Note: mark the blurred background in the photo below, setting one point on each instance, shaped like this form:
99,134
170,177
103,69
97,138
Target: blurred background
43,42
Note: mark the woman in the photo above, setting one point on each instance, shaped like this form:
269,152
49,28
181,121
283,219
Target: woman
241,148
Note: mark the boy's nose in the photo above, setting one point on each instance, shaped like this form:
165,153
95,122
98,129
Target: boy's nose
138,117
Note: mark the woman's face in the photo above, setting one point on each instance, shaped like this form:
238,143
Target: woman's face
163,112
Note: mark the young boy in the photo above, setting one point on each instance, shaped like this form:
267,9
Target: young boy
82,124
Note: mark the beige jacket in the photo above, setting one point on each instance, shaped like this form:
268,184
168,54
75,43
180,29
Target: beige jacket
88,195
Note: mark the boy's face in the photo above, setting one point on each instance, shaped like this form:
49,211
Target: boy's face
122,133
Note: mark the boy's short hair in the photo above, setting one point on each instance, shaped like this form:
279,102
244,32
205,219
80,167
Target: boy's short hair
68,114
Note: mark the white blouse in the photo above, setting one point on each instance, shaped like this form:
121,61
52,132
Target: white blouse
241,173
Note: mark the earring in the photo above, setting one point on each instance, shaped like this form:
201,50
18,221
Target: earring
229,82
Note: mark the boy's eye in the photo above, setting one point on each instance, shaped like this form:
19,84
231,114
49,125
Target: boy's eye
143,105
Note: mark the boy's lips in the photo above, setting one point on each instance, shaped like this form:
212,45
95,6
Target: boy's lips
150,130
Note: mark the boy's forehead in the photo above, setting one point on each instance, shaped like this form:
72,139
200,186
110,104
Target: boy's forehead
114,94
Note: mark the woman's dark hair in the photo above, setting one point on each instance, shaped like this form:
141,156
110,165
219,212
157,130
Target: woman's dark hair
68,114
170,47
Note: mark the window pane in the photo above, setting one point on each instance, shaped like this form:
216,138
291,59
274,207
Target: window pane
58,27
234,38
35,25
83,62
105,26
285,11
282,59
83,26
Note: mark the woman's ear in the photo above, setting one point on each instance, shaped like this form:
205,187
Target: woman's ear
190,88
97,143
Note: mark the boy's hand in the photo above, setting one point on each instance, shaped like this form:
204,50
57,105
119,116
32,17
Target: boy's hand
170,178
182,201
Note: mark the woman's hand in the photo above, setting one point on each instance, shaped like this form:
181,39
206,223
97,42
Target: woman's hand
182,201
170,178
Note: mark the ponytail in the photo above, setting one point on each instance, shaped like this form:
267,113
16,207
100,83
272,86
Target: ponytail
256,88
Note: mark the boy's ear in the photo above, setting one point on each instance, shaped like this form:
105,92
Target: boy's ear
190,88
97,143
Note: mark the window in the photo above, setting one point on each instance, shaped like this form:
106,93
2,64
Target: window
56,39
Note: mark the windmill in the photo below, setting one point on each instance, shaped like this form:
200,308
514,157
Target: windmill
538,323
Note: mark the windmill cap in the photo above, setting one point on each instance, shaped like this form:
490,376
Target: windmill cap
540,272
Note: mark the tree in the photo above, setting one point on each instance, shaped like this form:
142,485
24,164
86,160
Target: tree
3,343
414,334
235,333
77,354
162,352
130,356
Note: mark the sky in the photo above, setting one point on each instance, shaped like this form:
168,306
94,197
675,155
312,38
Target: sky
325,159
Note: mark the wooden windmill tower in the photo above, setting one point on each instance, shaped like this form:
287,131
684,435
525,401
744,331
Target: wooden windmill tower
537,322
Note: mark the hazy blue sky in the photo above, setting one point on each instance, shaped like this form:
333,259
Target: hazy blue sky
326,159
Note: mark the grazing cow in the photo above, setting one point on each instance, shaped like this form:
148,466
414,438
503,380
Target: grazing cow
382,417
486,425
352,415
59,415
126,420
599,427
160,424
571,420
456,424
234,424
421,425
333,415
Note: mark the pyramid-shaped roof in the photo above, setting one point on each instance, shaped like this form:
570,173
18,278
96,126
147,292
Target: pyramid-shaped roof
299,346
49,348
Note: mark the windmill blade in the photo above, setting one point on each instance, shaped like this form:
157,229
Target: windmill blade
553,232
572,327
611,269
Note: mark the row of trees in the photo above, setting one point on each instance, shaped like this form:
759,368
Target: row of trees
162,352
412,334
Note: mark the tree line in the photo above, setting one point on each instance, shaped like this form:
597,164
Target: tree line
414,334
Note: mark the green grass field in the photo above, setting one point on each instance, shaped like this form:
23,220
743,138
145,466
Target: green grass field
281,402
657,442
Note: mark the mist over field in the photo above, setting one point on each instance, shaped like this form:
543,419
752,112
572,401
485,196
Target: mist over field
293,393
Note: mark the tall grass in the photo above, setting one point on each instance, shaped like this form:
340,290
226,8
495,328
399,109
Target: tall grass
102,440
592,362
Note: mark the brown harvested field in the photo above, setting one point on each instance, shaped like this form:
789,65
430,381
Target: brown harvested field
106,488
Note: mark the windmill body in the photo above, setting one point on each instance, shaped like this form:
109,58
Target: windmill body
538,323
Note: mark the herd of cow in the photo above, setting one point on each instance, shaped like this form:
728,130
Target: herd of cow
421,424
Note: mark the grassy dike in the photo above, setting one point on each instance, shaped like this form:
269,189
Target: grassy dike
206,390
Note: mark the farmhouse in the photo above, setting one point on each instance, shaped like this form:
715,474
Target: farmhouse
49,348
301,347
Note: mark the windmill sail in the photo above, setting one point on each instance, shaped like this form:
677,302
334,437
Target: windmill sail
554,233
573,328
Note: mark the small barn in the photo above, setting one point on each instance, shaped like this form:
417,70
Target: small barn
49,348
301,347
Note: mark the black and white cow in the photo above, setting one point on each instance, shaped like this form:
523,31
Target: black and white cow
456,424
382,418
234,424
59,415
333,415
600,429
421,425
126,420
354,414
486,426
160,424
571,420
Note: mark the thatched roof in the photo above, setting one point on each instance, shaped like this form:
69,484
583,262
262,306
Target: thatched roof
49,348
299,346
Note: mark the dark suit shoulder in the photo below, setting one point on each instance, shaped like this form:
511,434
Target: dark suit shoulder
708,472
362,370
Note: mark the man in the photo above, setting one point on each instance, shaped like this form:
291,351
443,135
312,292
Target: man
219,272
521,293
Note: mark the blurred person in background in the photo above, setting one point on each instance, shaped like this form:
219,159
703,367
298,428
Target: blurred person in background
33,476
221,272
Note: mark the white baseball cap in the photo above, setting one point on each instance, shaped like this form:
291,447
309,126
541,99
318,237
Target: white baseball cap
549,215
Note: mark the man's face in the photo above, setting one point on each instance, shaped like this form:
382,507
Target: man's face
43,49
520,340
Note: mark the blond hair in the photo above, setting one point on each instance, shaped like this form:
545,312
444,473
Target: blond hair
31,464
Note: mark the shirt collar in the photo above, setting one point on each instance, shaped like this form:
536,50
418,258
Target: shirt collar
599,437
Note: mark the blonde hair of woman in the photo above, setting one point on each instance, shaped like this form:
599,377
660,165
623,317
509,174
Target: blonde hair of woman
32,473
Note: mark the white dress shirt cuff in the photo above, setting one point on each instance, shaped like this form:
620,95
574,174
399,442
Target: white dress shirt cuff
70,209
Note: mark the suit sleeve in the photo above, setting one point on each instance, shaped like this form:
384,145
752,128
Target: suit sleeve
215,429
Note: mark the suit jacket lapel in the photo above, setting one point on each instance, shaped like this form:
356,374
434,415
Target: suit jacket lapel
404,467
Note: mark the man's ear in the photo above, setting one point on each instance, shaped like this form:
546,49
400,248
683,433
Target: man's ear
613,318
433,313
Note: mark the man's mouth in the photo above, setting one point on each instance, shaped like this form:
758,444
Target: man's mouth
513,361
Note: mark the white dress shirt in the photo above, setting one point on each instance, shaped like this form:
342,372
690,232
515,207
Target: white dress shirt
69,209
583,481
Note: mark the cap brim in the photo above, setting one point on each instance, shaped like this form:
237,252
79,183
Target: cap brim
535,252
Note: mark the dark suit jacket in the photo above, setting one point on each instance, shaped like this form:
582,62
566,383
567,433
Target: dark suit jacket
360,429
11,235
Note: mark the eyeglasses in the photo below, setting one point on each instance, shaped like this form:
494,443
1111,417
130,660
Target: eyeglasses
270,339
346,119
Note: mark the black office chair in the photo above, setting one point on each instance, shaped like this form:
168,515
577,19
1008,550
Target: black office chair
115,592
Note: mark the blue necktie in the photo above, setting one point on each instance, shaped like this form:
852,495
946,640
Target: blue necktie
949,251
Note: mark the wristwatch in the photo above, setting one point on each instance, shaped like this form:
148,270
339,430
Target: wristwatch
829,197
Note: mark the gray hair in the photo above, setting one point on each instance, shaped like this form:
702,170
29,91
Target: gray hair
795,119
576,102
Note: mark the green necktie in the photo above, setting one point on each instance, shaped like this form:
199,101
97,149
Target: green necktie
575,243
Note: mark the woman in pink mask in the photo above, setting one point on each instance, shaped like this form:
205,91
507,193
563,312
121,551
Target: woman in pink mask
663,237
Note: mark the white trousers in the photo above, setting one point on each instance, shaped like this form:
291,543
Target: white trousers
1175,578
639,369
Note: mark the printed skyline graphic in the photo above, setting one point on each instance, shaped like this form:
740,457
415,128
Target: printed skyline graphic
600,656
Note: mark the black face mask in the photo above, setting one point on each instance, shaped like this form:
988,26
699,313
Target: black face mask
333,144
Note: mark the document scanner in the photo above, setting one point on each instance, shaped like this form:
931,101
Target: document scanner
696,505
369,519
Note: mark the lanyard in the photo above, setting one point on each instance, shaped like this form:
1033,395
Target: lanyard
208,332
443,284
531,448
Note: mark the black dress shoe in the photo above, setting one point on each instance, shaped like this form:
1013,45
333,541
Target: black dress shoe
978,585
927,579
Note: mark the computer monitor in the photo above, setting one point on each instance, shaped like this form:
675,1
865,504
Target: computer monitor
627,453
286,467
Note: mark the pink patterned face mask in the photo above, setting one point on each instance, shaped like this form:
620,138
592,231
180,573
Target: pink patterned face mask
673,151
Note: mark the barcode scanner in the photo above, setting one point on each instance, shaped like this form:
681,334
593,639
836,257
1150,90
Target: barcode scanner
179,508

The problem:
Rename "barcode scanner" to "handheld scanner" throughout the material, starting at the line containing "Note: mark the black dress" and ending at the last line of the material. Copy those lines with no other change.

Full response:
Note: mark the black dress shoe in the photo above, setting one point on each instance, shaped like this form:
1013,45
333,541
Target: black dress shoe
978,585
927,579
Note: mark the computer monitor in the photo above, setting one point on each instance, shaped like this form:
675,1
865,504
Target: computer monitor
627,453
286,467
Note: mark the pink patterned face mask in the photo above, setting one point on each instance, shaped like this form:
620,138
592,231
180,573
Target: pink patterned face mask
673,151
Note: mark the handheld scanner in the photo above, setting one point on each instance, shaped like this form:
681,334
593,639
836,257
1150,90
Target: handheld scanner
179,508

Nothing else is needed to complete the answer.